Problem to work on: Output all records below verbatim.

────────

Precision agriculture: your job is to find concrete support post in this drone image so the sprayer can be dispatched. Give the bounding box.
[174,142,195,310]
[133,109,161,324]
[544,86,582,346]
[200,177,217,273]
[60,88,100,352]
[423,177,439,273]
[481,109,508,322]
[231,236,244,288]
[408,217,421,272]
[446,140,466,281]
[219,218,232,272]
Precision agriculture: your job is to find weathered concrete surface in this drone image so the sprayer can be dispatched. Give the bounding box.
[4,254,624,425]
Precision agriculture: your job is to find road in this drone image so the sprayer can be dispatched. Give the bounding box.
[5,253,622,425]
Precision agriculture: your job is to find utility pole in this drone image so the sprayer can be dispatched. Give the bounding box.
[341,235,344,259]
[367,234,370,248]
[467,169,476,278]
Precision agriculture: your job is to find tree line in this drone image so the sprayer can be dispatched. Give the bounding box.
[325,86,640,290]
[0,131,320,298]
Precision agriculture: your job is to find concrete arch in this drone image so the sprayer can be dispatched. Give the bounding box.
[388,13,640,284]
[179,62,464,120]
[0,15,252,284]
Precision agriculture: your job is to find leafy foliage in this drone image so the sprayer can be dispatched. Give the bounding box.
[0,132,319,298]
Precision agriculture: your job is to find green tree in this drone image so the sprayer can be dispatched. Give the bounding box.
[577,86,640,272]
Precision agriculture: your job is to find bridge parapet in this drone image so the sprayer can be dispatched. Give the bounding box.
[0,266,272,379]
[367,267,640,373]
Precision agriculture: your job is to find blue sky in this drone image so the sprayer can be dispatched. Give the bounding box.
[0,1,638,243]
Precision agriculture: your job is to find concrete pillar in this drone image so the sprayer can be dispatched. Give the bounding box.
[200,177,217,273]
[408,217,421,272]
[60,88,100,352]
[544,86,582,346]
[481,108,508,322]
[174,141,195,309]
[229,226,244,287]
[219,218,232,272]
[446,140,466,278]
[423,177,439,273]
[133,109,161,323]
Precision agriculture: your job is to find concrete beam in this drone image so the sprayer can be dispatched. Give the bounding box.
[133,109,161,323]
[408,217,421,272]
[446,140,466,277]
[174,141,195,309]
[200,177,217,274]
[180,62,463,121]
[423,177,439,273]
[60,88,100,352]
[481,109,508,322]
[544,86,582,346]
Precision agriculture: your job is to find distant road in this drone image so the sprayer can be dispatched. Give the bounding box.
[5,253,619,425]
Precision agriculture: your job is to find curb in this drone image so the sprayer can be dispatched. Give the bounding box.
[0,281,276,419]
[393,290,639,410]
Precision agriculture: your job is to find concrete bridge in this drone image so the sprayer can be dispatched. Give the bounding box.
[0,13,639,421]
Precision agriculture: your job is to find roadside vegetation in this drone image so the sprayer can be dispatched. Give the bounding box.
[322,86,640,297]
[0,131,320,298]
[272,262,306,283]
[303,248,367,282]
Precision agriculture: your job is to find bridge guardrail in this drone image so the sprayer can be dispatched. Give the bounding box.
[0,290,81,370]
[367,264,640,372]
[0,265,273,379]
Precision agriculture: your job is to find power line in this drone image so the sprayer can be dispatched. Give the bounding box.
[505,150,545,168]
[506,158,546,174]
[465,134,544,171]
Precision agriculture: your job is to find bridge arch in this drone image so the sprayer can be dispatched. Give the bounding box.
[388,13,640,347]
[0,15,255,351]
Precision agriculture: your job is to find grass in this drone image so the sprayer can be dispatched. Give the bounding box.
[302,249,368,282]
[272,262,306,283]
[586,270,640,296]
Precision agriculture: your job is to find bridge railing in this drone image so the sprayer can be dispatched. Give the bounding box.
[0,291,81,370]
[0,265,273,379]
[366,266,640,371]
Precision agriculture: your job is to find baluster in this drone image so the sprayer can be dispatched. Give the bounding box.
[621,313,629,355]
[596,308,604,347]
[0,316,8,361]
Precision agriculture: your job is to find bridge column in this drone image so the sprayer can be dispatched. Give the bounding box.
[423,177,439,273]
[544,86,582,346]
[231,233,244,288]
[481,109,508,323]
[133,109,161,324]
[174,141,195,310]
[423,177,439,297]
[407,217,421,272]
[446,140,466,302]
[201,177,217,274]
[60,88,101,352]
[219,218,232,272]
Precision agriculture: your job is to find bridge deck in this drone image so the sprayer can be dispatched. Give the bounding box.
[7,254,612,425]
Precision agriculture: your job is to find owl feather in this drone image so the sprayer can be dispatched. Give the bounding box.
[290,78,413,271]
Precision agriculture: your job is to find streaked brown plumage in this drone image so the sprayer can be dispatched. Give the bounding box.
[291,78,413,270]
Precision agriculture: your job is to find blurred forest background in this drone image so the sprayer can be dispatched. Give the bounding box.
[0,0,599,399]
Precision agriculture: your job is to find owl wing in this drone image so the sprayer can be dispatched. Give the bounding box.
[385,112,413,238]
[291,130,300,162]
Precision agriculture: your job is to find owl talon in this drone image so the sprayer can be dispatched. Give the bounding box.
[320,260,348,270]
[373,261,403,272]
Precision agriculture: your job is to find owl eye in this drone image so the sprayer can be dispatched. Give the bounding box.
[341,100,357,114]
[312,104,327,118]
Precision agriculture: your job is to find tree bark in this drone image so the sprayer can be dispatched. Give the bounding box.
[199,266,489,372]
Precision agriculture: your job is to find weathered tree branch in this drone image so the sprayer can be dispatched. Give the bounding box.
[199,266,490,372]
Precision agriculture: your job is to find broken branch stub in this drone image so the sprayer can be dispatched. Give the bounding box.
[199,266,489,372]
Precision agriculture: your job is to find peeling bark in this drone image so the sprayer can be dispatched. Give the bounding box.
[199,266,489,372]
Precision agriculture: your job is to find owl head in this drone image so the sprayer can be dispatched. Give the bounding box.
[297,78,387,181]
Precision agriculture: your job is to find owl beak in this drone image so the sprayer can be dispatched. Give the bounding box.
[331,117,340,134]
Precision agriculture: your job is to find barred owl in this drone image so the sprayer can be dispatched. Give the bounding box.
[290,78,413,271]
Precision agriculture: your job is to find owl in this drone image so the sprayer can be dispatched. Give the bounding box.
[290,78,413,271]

────────

Task response:
Precision agriculture: your job is to find concrete support post in this drone image so the sprayer can be dispatched. Give the bounding box.
[174,142,195,310]
[133,109,161,324]
[544,86,582,346]
[200,177,217,273]
[60,88,100,352]
[423,177,439,273]
[481,109,508,322]
[231,236,244,288]
[408,217,421,272]
[446,140,466,281]
[219,218,232,272]
Precision agriculture: your job is to find weathered concrete surface in this drone image so the sprayer can be dispatched. Give the bounding box.
[4,254,624,425]
Precision agriculture: your job is to find road in this drone image so the sprayer can be dispatched. Give the bounding box.
[5,253,622,425]
Precision agriculture: your job is to find utility pole in this drone image so the sprayer can be dispatched. Give the bounding box.
[341,235,344,259]
[367,234,370,248]
[467,169,476,278]
Precision agriculture: your job is to find tree line in this drone image so the sprayer can be dispatched. Give the bounding box.
[325,86,640,290]
[0,131,320,298]
Precision agriculture: your job is to find concrete arch in this drone image so the sprayer can be dispatched. Give the bounding box.
[388,13,640,284]
[179,62,464,120]
[0,15,252,284]
Precision agriculture: your job is to find leafy foliage in this drone image so the sprayer can be dispatched. Give the bounding box.
[0,132,319,298]
Precision agriculture: your job is to find green tree in this drone image so the sprayer can be dispatched. Give the bounding box.
[577,86,640,272]
Precision agriculture: your job is to find bridge parapet in this drone image so the sprayer can be dispatched. Give the bounding box.
[0,266,272,379]
[367,267,640,373]
Precision agriculture: your job is to find blue sky in this drone image so the sprayer can be dispatched. Give the bounding box.
[0,1,638,243]
Precision agriculture: your job is to find concrete pillar in this drone image so the sprayer can be dispatched. Give the bounding box.
[200,177,217,273]
[408,217,421,272]
[60,88,100,352]
[544,86,582,346]
[481,108,508,322]
[174,141,195,309]
[229,226,244,287]
[219,218,232,272]
[446,140,466,278]
[423,177,439,273]
[133,109,161,323]
Precision agriculture: your job is to find concrete beam in this drone image so the sprayer can be dispatched. Give the bounding box.
[133,109,161,323]
[408,217,421,272]
[446,140,466,277]
[174,141,195,309]
[200,177,217,274]
[180,62,463,121]
[423,177,439,273]
[60,88,100,352]
[481,109,508,322]
[544,86,582,346]
Precision agriculture: your job is to find distant road in this drone image so the sprayer can be dispatched. Give the bounding box.
[5,253,619,425]
Precision agriculture: your job is to find curb in this drone image so the sprayer can be dispatched. Give the bounding box.
[0,281,276,419]
[393,290,639,410]
Precision agriculture: your job is to find concrete bridge in this drone image so the sprayer can be dispatched. Give the bounding box.
[0,13,639,421]
Precision agriculture: your job is to find roadside vegetation in this drone image so the sprayer can be dispatched. Give the bounding box.
[322,86,640,297]
[0,131,320,298]
[272,262,306,283]
[303,248,367,282]
Precision agriculture: your job is to find bridge guardrail in this drone image so the sprayer can be dispatched. Give the bounding box.
[0,290,81,370]
[367,264,640,372]
[0,265,273,379]
Precision agriculture: your job is to find power line in this drone image so the sprayer can be dispatched. Give the bounding box.
[505,150,545,168]
[506,158,546,174]
[465,134,544,171]
Precision agriculture: your job is to find bridge arch in this drone image so the sprayer can be dispatched. Give the bounding box.
[388,13,640,347]
[0,15,255,351]
Precision agriculture: your job is to find grass in this drone image so the sprayer can be dispatched. Give the bounding box.
[302,249,368,282]
[272,262,306,283]
[586,270,640,296]
Precision agriculture: your job is to find bridge railing in this drone image so the sprayer can be dispatched. Give the bounding box.
[0,291,81,370]
[0,265,273,379]
[366,266,640,371]
Precision agriculture: your job is to find baluster in this drone image so the sprayer can be dispatched. Give the bounding box.
[621,313,629,355]
[596,308,604,347]
[0,316,8,361]
Precision agriculture: your job is to find bridge column in this drone image so the sprayer can be dispatched. Give the bounding box.
[423,177,439,273]
[544,86,582,346]
[231,233,244,288]
[481,109,508,323]
[133,109,161,324]
[174,141,195,310]
[423,177,439,297]
[407,217,421,272]
[446,140,466,302]
[201,177,217,274]
[60,88,101,352]
[219,218,232,272]
Precision agriculture: your job is to find bridge deck in this drone image so the sprayer can be dispatched. Give the bounding box.
[7,254,612,425]
Precision agriculture: your job is to find owl feather in this drone image so the sprayer can be dispatched. Give the bounding box.
[290,78,413,271]
Precision agriculture: your job is to find streaked brown plumage in this drone image so the sprayer can be dispatched. Give the bounding box.
[291,78,413,270]
Precision agriculture: your job is to find blurred forest background in this drone image so the sprayer can be dispatched. Give the bounding box.
[0,0,599,399]
Precision agriculture: your job is to find owl wing in this drone image so the sprayer can be dispatched. Give the bounding box.
[385,112,413,238]
[291,130,300,162]
Precision agriculture: your job is to find owl talon in this drone image so the sprayer can be dispatched. Give the bounding box.
[320,260,348,270]
[373,261,403,272]
Precision agriculture: your job is to find owl eye in this drone image so the sprayer can be dispatched. Give the bounding box.
[341,100,357,114]
[312,104,327,118]
Precision agriculture: your job is to find tree bark in this drone image so the sprayer can be dispatched. Give the bounding box.
[199,266,489,372]
Precision agriculture: your job is to find weathered tree branch in this drone image so the sprayer can be dispatched. Give the bounding box.
[199,266,490,372]
Precision agriculture: your job is to find broken branch stub in this drone image so the sprayer can be dispatched. Give the bounding box.
[199,266,489,372]
Precision agriculture: your job is to find peeling bark in this drone image so the sprayer can be dispatched. Give the bounding box.
[199,266,489,372]
Precision agriculture: your job is to find owl head in this drone image so the sprayer can be dispatched. Give the bounding box.
[297,78,387,181]
Precision agriculture: your job is to find owl beak in this drone image so the sprayer can be dispatched. Give the bounding box.
[331,117,340,134]
Precision agriculture: your job is to find barred owl in this drone image so the sprayer can be dispatched. Give the bounding box.
[290,78,413,271]
Precision agriculture: your job is to find owl in this drone image so the sprayer can be dispatched. Give the bounding box.
[290,78,413,271]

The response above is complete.